PAGE TEXT:
Things You Can and Cannot Buy in the Philippines

Is shampoo available in the Philippines? What about cheese, peanut butter, etc.? I remember these were things I wish I’d known before I went. Here’s a list of things that you might be wondering about. Whether you’re headed to the Philippines, or trying to figure out what to send your loved one in a care package, it’s good to know what you can and can’t get there.

*This is coming from my experience living in the Northern Philippines for 18 months. Things may be slightly different in other areas in the Philippines. Anyone with expertise on other areas of  the Philippines, feel free to let me know so we can add more helpful info for readers!


Yes, there is soap in the Philippines. Just be aware that a lot of the soap has “whitening” agents to lighten up the skin, so be careful not get that kind if that’s not what you want.

Shampoo & Conditioner

Yes, these are also available. They are sold in bottles as well as individual packets. They’ve got a pretty good selection of brands but not every single brand.


Most over-the-counter drugs are available in the Philippines, but they may be under a different name, so you need to make sure you know what you’re getting. Drug stores are everywhere there, and you often can get a lot of things over-the-counter that are sold prescription-only in the U.S.

Ranch Dressing

They don’t have ranch dressing mix, so you might want to bring some if you like to eat it a lot.

Brown gravy

Yes, you can usually find brown gravy or something similar there.

Laundry Soap

Laundry soap and dish soap is very readily available, usually sold in individual packets (because most people do their own laundry by hand there). They’ve got Tide and some different brands as well.


Yes you’ll probably be able to find most cosmetics you’re looking for there. I’m not sure if they are all the same brands as in the U.S. though.

Cough drops

Yes, Hall’s cough drops are available. But make sure to look in the candy section to find them.

Crackers & Cookies

They have lots of crackers, cookies, and snacks!  They have Ritz and Saltine-like crackers, but they’re different brands: Fita and Skyflakes, or Rebisco. They often sell them in packages with a bunch of individual packets. They have lots of creative snacks, like crackers covered with different flavors of frosting, or oreo-like cookies with different flavored fillings. Chips Ahoy and Oreos are available in the malls, but at a higher price than the Filipino brands.


Yes, noodles are available. Aside from Asian rice noodles, there’s lots of spaghetti noodles, macaroni, as well as Raman and Cup-a-Noodles.

DATA LISTING:
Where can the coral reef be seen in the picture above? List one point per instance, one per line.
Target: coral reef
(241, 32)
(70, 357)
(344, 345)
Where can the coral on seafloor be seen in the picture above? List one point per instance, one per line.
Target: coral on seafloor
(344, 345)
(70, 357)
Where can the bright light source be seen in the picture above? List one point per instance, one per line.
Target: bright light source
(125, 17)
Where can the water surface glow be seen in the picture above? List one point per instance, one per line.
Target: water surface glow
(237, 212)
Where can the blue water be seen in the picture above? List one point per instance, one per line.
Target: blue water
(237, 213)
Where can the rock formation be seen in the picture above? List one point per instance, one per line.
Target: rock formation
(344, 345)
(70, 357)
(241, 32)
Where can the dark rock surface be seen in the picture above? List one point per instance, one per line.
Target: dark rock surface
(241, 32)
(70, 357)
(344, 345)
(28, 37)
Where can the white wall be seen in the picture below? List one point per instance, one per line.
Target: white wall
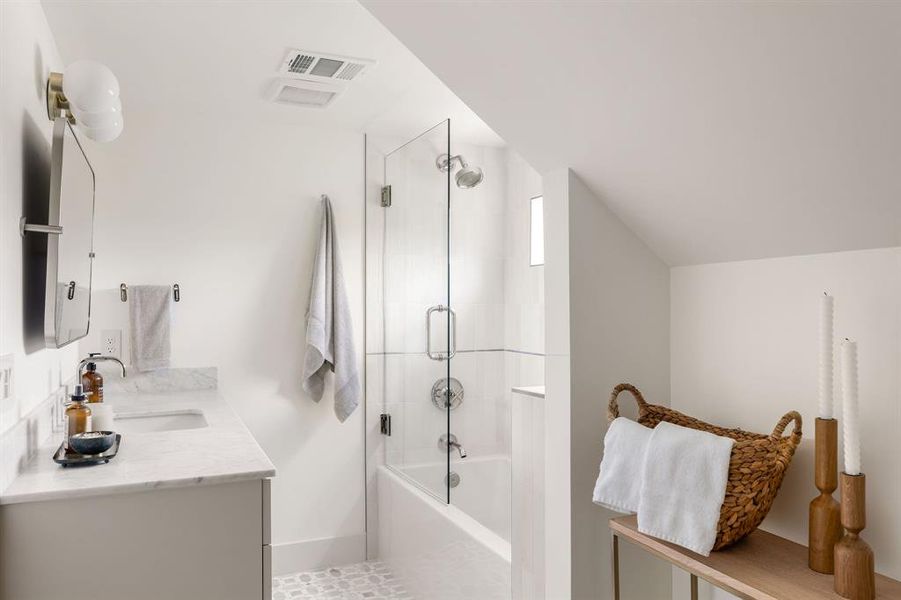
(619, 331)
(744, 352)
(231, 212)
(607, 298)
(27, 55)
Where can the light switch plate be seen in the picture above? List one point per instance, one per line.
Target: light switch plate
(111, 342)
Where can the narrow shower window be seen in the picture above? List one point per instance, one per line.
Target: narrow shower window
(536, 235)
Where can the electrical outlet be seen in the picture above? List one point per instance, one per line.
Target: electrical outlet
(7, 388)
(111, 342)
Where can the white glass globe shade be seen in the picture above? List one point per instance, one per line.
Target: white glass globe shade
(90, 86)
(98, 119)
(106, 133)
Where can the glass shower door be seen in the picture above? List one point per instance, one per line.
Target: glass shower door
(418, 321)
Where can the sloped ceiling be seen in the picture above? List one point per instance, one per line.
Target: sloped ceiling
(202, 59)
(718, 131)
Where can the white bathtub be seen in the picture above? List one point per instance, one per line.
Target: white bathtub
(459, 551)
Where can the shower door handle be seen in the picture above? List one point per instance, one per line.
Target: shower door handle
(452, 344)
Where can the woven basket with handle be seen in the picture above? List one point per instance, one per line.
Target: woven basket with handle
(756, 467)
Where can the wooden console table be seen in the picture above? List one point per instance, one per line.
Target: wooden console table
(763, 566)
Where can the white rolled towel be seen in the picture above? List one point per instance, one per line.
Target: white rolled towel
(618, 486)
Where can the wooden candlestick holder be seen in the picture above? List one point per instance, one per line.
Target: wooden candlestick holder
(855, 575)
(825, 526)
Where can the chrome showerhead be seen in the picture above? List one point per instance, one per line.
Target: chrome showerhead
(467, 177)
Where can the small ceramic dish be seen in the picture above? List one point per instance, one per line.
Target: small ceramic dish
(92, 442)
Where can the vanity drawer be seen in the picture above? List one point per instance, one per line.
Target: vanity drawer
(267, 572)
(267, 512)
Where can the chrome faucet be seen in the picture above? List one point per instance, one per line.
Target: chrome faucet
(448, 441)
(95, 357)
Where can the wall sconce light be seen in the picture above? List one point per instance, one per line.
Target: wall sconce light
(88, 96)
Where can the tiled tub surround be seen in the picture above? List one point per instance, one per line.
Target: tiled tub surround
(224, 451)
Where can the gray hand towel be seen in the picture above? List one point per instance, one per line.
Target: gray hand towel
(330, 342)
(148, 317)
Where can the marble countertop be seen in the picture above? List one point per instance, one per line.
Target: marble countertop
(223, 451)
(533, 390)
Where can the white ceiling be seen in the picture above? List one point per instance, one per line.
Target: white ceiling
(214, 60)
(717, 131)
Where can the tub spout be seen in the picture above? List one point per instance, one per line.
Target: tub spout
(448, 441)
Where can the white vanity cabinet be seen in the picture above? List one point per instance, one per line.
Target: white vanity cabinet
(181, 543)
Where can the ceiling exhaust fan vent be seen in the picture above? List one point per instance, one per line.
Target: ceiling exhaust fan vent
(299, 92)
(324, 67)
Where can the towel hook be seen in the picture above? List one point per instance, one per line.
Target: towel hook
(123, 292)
---
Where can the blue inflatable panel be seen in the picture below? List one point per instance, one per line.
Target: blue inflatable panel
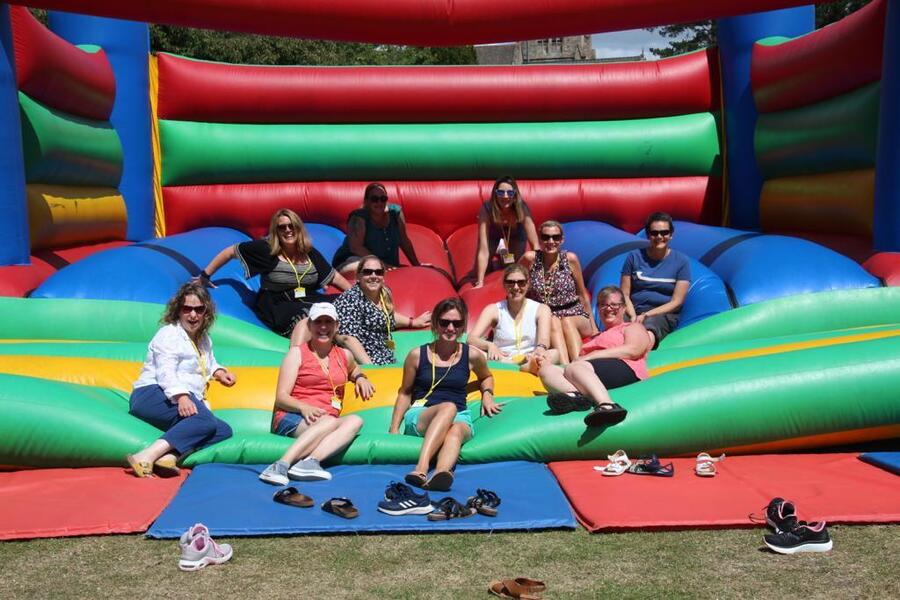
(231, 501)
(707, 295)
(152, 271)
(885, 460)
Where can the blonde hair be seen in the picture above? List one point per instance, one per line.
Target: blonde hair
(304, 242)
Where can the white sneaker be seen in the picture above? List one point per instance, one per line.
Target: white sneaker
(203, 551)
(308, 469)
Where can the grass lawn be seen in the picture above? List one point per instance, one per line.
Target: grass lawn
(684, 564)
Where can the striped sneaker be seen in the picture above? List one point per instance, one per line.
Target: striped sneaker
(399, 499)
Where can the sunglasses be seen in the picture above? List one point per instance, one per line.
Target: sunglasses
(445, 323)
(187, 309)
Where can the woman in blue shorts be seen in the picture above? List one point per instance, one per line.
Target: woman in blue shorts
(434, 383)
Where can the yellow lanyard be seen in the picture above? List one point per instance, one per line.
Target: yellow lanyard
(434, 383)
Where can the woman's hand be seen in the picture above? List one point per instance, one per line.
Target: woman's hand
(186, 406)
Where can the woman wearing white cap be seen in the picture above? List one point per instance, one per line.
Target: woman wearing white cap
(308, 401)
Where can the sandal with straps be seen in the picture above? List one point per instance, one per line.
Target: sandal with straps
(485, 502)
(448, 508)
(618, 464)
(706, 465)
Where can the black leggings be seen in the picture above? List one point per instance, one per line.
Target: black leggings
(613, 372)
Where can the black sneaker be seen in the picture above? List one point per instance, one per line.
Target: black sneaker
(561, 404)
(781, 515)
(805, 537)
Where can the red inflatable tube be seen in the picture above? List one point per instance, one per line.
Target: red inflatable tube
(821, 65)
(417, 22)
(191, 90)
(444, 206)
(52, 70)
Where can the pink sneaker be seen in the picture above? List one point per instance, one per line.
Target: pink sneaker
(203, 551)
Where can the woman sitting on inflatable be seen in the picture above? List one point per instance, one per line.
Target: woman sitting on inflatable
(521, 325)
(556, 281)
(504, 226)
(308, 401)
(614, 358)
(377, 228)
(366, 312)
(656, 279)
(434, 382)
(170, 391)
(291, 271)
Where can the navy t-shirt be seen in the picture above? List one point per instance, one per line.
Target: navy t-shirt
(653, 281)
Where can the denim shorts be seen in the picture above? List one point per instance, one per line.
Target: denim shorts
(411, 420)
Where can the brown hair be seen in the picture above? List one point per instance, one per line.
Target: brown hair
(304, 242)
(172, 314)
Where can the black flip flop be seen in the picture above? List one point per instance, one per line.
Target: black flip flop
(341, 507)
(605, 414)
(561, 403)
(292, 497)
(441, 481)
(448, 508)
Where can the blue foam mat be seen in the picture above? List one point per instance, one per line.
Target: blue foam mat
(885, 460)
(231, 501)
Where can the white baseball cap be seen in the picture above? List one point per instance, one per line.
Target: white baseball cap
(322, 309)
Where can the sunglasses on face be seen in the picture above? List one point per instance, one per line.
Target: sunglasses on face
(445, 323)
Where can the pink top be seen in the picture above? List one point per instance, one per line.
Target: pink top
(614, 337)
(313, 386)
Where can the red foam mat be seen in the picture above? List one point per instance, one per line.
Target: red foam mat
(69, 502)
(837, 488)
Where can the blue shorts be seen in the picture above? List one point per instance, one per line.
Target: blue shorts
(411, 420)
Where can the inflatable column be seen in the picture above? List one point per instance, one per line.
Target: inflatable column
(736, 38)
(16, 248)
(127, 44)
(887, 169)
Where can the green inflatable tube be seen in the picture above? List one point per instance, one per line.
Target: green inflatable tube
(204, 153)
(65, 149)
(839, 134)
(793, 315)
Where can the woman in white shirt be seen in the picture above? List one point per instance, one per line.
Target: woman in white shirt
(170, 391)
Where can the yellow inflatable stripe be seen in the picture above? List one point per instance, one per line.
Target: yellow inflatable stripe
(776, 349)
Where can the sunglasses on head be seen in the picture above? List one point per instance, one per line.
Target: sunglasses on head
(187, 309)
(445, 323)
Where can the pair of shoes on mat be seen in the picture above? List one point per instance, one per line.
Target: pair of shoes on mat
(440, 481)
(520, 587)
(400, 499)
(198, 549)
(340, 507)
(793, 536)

TASKS TO PERFORM:
A: Could you reproduce the Philippines shopping article word for word from "They have lots of crackers, cookies, and" to "the Filipino brands."?
B: Can you pick up the Philippines shopping article after its last sentence and keep it going?
The data has no connection to the Philippines shopping article.

EXPECTED ANSWERS:
A:
They have lots of crackers, cookies, and snacks!  They have Ritz and Saltine-like crackers, but they’re different brands: Fita and Skyflakes, or Rebisco. They often sell them in packages with a bunch of individual packets. They have lots of creative snacks, like crackers covered with different flavors of frosting, or oreo-like cookies with different flavored fillings. Chips Ahoy and Oreos are available in the malls, but at a higher price than the Filipino brands.

B:
Peanut butter

Yes, peanut butter is easy to find. The imported brands like Jiffy are more expensive but they also sell peanut butter made in the Philippines. Peanuts are also sold.  Jam is also sold. Look for mango jelly – it’s the best!

Instant Oatmeal & Pancake Mix

Oatmeal is available in large packages as well as individual packets. There’s chocolate, banana, vanilla, & sweet corn flavored oatmeal, as well as oatmeal drink packets.

Pancake mix is also available.

Macaroni and Cheese

Not available in most places. But many stores do sell popcorn kernels that come with cheese packets that can be used to make it if you want.

Hamburger Helper

Not available in most places. I did find it once in the Baguio SM mall.

Feminine supplies

Available in most places. But they are a little different, so bring some with you if you prefer certain brands. Tampons are harder to find.

Toilet Paper

This was probably one of the biggest rumors I heard before going to the Philippines (that they don’t have it). Yes, they have toilet paper. Not everyone may use it, but you can get it just fine.


Yes, you can find juice anywhere you go. Dole fruit juice in cans and Tang are quite popular.


What would I do without chocolate? There’s plenty of this in the Philippines! In the malls, you can find well-known candy bars (such as Snickers, Kit kats, and Toblerone), but they are quite pricey. Goya is a popular brand of chocolate there.  They also sell Nutella, and sometimes even brownie mix. The country also has their own candybar brands, such as Cloud 9 and Choco Mucho. They are pretty good and way more affordable than the imported ones.

Chewy Granola Bars

You can’t really find chewy granola bars. Sometimes you can find the hard ones at malls. But try out the Cloud 9 “cereal” bar – it’s about the closest you can get.  I used to get a whole package of these every week. Yum!

Cold Cereal

You can find cold cereal here, like corn flakes, but it is imported (& hence, expensive).

Ice Cream

This was another rumor I heard – that there was no ice cream in the Philippines. I guess people assumed because they didn’t drink milk they didn’t have ice cream. Not true. Filipinos love ice cream! They don’t sell a ton of flavors, but they do offer some really good chocolate-based flavors, like rocky road, and other kinds. They also sell Filipino flavors like melon, cheese, mango, ube, macapuno, etc.


Often malls carry individual things of yogurt. Sometimes they don’t. But they’re a little more expensive. They also sell individual yogurt drinks.

Pudding mix

If I recall correctly, I don’t think they have this. Maybe at some big city malls.

Campbell’s Soup

Hard to find. Might be available in larger malls. If you’re looking for cream of chicken soup, there are substitutable chicken soup mixes sold in most grocery stores.

Sour cream

I don’t recall ever seeing this.


They sell lots of different kinds of candy. You can also find Skittles, Mentos, Gum, etc.

Frozen Section

They carry lots of hot dogs. Sometimes you can find chicken nuggets in the malls, or mixed veggies. They carry lots of Asian frozen stuff, such as siopao, lumpia, bangus, fish balls, etc.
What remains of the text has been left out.